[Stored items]
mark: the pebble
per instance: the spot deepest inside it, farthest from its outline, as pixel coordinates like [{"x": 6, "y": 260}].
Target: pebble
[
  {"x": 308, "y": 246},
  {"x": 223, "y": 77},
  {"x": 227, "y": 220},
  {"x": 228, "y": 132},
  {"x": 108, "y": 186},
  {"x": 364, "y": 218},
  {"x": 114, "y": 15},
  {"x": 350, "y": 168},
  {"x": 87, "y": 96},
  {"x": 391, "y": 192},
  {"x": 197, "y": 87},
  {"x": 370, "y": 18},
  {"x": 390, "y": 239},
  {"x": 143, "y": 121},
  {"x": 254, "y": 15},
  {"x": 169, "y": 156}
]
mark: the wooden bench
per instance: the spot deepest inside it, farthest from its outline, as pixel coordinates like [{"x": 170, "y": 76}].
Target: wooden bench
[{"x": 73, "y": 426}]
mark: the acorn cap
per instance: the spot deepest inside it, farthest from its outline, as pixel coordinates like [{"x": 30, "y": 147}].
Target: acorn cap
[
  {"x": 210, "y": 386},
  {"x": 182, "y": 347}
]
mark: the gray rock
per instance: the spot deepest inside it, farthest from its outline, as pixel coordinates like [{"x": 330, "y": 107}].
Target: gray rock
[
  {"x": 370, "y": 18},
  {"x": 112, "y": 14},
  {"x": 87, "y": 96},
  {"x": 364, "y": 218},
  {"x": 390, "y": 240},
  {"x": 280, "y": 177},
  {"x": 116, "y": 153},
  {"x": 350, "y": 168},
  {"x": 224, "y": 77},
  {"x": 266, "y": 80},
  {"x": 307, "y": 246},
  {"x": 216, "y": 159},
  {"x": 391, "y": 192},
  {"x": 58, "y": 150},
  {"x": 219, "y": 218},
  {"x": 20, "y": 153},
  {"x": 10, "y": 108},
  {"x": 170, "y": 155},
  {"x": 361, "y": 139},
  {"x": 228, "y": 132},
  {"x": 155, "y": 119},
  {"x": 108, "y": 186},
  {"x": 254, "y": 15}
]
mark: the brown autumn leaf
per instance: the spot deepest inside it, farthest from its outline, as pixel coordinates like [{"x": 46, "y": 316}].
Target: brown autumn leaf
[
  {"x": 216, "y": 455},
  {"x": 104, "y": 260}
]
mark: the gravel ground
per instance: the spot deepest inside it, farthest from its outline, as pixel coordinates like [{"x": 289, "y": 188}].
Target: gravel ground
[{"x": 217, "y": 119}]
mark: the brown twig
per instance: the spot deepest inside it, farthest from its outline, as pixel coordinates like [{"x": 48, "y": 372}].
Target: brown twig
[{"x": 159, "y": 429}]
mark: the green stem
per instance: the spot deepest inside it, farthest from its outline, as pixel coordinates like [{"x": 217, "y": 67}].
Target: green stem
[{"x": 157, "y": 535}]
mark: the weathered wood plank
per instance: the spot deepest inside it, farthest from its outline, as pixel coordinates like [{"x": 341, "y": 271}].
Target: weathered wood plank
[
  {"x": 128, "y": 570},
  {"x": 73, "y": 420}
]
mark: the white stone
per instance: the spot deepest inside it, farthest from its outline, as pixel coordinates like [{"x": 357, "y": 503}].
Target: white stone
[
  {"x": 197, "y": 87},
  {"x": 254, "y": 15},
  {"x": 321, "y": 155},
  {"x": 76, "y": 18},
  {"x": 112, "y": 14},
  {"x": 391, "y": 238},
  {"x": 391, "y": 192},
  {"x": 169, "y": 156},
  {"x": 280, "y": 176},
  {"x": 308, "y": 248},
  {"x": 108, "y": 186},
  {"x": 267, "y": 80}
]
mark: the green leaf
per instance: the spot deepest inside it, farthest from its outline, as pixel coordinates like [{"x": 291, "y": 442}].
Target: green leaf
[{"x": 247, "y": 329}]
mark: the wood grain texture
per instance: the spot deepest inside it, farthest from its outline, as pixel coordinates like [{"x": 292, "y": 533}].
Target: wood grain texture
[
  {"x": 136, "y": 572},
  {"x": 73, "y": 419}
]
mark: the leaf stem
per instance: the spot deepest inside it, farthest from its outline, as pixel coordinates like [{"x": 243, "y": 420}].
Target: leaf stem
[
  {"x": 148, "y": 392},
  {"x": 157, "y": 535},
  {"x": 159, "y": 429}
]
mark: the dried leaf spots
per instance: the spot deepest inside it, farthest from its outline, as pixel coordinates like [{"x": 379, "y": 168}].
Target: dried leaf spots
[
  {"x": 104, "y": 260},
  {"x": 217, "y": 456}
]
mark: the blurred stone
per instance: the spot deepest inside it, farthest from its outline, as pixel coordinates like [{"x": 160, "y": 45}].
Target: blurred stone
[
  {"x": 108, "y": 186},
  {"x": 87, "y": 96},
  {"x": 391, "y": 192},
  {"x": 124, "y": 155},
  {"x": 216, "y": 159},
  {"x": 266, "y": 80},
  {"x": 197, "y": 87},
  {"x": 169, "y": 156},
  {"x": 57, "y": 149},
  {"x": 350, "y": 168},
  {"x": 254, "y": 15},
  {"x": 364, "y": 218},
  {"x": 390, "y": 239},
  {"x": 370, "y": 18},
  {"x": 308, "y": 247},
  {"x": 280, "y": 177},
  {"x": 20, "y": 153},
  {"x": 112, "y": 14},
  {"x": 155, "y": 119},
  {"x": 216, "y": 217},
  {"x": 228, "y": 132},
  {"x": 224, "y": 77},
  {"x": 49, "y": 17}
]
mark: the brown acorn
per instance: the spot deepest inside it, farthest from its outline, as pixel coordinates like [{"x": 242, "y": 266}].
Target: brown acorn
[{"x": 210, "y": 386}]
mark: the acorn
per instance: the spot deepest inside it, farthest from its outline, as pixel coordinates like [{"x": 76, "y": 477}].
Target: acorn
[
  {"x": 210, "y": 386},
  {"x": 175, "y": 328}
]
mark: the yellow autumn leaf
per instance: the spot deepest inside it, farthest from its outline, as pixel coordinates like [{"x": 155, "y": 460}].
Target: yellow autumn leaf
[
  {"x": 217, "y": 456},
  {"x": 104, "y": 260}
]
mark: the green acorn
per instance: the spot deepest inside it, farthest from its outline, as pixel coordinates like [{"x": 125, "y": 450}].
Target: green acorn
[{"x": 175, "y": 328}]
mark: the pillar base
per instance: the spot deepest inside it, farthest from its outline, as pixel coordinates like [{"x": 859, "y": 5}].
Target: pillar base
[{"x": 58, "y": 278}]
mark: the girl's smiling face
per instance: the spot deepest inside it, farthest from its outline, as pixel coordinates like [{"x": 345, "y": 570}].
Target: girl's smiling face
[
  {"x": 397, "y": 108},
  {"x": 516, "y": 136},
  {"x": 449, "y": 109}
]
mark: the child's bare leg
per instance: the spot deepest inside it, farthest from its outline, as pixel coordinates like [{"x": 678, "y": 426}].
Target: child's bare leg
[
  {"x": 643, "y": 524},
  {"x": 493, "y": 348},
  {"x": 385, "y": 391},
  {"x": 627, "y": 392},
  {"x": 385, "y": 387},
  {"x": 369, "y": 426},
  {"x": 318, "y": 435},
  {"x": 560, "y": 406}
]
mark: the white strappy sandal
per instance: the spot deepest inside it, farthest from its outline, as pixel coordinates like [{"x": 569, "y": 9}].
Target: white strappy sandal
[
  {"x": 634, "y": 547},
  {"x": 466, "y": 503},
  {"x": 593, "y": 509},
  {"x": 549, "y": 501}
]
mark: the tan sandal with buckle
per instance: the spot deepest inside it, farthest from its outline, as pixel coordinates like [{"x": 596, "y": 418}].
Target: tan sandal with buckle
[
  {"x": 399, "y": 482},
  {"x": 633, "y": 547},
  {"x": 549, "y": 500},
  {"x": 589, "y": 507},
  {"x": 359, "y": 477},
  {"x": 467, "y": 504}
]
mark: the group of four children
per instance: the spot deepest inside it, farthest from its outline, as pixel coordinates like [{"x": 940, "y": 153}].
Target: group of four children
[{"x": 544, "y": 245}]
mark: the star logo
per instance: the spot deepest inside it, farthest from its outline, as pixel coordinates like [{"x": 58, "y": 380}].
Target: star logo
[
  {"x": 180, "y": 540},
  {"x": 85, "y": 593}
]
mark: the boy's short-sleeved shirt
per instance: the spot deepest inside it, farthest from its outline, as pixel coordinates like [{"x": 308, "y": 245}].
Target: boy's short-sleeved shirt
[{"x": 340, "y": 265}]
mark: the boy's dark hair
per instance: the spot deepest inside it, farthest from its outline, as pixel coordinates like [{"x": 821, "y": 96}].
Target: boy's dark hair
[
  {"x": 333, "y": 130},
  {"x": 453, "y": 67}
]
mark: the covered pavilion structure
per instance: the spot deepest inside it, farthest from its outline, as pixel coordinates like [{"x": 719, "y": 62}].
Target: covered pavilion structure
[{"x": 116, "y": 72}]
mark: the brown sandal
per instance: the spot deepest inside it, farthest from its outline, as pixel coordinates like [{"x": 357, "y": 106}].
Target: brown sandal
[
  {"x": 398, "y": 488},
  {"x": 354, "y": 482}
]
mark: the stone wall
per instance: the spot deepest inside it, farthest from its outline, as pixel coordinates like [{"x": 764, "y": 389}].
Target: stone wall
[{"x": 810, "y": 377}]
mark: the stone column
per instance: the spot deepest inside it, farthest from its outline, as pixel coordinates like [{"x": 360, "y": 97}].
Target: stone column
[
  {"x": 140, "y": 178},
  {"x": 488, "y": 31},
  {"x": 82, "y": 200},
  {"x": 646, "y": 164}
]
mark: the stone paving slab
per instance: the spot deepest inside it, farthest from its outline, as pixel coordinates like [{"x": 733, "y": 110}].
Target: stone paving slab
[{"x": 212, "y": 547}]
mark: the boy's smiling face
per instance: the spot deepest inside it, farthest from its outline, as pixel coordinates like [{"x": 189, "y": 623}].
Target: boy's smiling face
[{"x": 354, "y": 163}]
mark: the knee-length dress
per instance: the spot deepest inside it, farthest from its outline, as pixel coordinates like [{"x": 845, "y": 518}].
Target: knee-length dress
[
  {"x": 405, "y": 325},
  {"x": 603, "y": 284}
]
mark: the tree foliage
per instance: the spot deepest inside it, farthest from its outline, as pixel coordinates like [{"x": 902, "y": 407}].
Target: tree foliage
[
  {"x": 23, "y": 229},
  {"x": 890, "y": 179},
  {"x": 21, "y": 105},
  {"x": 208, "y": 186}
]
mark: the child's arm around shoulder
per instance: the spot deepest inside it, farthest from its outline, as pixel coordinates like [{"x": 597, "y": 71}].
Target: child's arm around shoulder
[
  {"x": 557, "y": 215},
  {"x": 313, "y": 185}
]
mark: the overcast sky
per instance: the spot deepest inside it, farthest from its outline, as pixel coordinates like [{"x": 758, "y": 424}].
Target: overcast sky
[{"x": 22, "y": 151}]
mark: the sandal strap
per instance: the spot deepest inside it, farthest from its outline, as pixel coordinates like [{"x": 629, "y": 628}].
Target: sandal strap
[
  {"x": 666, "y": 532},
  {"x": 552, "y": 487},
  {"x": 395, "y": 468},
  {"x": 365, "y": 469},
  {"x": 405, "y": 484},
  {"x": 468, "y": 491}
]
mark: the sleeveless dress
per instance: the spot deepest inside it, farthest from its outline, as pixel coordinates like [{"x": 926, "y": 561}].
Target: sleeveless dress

■ TASK DIRECTIONS ■
Set down only the lines above that fall between the line holding "Target: stone column" and the line holding "mark: the sandal strap", inclusive, keeping each exact.

■ OUTPUT BELOW ■
Target: stone column
[
  {"x": 140, "y": 178},
  {"x": 488, "y": 31},
  {"x": 82, "y": 200},
  {"x": 646, "y": 164}
]
mark: the stone paving slab
per instance: the spot deepest inside it, farthest from its outline, as pixel coordinates like [{"x": 733, "y": 110}].
Target: stone paving slab
[{"x": 212, "y": 547}]
mark: the boy's smiling face
per instance: the spot deepest inside it, farthest from its outline, as pixel coordinates like [{"x": 189, "y": 623}].
Target: boy's smiling face
[{"x": 354, "y": 163}]
mark: the knee-length dress
per instance: the spot deepest inside it, farthest from its outline, as pixel coordinates like [{"x": 845, "y": 518}].
Target: knee-length dress
[
  {"x": 405, "y": 325},
  {"x": 603, "y": 284}
]
mark: the tree foliage
per instance: the spot deepest inside it, farthest from its outline, as pixel coordinates like [{"x": 902, "y": 407}].
Target: tree foliage
[
  {"x": 23, "y": 229},
  {"x": 890, "y": 179},
  {"x": 21, "y": 105},
  {"x": 208, "y": 186}
]
mark: the child's arm around shoulder
per instance: the spot deepest inside it, farthest from its outline, as pixel coordinates like [{"x": 597, "y": 71}].
Target: child's arm around shoulder
[
  {"x": 557, "y": 215},
  {"x": 313, "y": 185}
]
mark: the overcast sky
per instance: the spot deepest inside it, farthest from its outline, as pixel coordinates like [{"x": 758, "y": 424}].
Target: overcast sky
[{"x": 22, "y": 151}]
mark: the sandal strap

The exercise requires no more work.